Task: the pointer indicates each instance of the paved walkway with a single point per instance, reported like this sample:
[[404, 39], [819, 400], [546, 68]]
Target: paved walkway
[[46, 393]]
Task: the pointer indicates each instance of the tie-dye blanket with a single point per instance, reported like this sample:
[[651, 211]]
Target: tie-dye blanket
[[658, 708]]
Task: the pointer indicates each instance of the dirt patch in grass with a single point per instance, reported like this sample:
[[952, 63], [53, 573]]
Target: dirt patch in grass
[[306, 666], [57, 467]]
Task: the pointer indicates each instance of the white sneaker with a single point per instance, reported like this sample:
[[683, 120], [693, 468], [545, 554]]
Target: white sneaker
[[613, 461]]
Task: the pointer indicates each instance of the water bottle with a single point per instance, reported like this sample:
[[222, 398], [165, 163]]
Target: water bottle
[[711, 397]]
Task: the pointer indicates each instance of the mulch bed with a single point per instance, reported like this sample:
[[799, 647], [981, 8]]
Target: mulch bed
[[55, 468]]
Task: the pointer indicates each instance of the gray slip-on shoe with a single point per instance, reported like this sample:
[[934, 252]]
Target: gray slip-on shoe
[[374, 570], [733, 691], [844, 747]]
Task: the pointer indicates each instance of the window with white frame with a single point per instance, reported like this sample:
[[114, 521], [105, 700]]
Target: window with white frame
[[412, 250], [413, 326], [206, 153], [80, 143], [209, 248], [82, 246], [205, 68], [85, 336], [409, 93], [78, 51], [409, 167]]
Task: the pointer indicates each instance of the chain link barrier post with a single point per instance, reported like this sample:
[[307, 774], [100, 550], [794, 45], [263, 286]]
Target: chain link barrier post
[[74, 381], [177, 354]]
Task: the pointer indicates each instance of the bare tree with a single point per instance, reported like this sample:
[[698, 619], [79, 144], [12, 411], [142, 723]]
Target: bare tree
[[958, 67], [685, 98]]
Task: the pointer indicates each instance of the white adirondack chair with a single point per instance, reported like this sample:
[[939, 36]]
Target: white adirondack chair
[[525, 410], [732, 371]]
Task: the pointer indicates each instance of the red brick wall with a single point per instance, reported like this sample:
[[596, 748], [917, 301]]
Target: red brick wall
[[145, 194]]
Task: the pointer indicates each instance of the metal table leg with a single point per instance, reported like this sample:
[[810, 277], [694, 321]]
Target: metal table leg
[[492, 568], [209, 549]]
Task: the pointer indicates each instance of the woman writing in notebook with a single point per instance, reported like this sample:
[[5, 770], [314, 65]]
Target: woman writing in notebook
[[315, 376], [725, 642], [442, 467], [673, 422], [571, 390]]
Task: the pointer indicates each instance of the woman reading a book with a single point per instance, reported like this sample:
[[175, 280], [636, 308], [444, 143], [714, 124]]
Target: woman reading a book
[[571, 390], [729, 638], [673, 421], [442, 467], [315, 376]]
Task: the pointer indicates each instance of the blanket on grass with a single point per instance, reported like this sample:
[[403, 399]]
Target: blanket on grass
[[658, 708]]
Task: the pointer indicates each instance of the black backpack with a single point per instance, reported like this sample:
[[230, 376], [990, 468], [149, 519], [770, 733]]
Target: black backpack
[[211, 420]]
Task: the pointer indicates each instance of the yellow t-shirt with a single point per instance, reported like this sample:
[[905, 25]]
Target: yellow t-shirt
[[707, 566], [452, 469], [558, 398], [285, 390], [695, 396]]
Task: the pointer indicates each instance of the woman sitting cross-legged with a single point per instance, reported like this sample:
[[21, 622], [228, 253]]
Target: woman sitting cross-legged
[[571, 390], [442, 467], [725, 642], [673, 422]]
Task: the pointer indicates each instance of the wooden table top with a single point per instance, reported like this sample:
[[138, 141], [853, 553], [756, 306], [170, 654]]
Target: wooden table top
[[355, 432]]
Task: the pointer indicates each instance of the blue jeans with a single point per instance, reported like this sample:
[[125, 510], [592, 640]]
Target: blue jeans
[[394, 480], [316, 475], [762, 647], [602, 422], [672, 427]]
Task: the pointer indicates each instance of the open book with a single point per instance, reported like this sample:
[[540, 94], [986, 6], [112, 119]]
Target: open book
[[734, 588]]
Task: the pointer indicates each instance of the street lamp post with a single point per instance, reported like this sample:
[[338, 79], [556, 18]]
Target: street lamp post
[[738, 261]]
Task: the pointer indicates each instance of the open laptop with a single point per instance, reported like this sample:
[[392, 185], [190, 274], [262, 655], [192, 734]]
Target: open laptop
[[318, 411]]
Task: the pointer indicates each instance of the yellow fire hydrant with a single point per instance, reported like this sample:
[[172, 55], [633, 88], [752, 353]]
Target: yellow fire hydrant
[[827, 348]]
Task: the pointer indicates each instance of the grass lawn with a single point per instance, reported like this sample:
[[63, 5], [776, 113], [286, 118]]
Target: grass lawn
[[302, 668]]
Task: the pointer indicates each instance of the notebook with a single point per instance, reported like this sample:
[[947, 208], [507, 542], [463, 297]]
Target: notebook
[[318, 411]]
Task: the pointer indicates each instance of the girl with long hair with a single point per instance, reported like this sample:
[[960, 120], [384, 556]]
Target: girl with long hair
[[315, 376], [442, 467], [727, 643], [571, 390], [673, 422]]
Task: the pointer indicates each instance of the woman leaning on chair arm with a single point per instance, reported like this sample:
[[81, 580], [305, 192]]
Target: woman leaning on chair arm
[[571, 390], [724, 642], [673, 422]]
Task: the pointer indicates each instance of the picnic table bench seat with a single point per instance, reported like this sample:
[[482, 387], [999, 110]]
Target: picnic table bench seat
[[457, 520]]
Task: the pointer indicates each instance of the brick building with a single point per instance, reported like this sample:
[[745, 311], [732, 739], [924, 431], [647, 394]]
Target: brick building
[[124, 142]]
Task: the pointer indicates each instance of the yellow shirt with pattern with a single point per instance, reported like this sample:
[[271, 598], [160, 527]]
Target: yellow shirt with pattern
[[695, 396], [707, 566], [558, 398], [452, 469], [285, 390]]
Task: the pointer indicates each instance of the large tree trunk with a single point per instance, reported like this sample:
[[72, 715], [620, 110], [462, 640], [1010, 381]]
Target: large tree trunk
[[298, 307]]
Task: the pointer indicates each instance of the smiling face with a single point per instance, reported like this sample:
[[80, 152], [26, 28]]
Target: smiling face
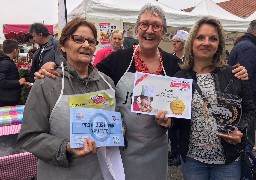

## The exercise
Output the lines between the line holding "Task: the pointer indicates each instance of the water" and the line holding "[[55, 468]]", inclusive, as a Markdown table with columns named Row and Line, numbering each row and leaving out blank lines.

## Full response
| Row | Line |
|---|---|
| 1 | Task: the pointer indicates each instance of the water bottle with a single point per instance, reported like this sample: |
| 2 | [[222, 398], [165, 163]] |
| 3 | Target: water bottle |
| 4 | [[711, 397]] |
| 5 | Task: the pointer indicates each instance of the mulch bed with a single point per instance, reported like this sample: |
| 6 | [[799, 647], [981, 8]] |
| 7 | Target: mulch bed |
| 8 | [[55, 468]] |